--- start Task inputs ---

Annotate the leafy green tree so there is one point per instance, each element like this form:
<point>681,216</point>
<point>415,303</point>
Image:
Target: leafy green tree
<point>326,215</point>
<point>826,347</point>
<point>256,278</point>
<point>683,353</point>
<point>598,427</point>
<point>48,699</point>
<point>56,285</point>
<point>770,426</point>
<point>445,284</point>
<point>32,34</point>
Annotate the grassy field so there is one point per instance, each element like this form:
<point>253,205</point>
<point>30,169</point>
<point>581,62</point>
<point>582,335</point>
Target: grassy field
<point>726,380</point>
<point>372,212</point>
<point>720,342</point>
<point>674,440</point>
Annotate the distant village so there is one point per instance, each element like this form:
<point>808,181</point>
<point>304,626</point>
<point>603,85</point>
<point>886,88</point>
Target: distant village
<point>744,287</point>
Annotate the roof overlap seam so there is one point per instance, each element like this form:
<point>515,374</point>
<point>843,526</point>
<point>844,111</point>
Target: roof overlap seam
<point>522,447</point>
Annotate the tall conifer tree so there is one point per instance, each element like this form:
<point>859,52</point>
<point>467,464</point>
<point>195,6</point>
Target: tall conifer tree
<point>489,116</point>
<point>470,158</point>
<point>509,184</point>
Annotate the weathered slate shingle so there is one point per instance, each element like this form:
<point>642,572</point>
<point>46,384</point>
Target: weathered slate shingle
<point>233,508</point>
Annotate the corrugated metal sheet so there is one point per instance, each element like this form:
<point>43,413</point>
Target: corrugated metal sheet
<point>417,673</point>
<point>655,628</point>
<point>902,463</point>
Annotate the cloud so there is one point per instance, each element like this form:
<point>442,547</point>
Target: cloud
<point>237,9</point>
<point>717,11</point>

--- end Task inputs ---

**Aim:** Please arrange the part of the records that opens with the line containing "Annotate the distant" and closes with the last line of the records as a JSON list of strings, one string per line, with blank lines left out.

**Completed task:**
[
  "Annotate the distant village so there is one point per instance, each element like this form:",
  "<point>808,181</point>",
  "<point>304,626</point>",
  "<point>603,85</point>",
  "<point>886,88</point>",
  "Target: distant village",
  "<point>744,287</point>",
  "Annotate the roof overlap seam so there is one point per instance, each element like this form:",
  "<point>515,374</point>",
  "<point>843,526</point>",
  "<point>844,111</point>",
  "Target: roof overlap seam",
  "<point>522,447</point>",
  "Annotate the tall conifer tree so there is one point per instance, each element like this form:",
  "<point>859,52</point>",
  "<point>467,464</point>",
  "<point>195,6</point>",
  "Target: tall conifer tree",
  "<point>489,116</point>",
  "<point>470,158</point>",
  "<point>509,184</point>",
  "Annotate the weathered slate shingle so there is one point per instance, each element like this form:",
  "<point>642,572</point>",
  "<point>46,384</point>",
  "Target: weathered slate shingle",
  "<point>233,508</point>",
  "Annotate the corrugated metal sheet so there is one point per instance, each element like this form:",
  "<point>43,413</point>",
  "Target: corrugated metal sheet",
  "<point>417,673</point>",
  "<point>655,628</point>",
  "<point>902,463</point>",
  "Annotate the cloud so there is one point per instance, each element like this form:",
  "<point>442,547</point>",
  "Target: cloud",
  "<point>237,9</point>",
  "<point>717,11</point>"
]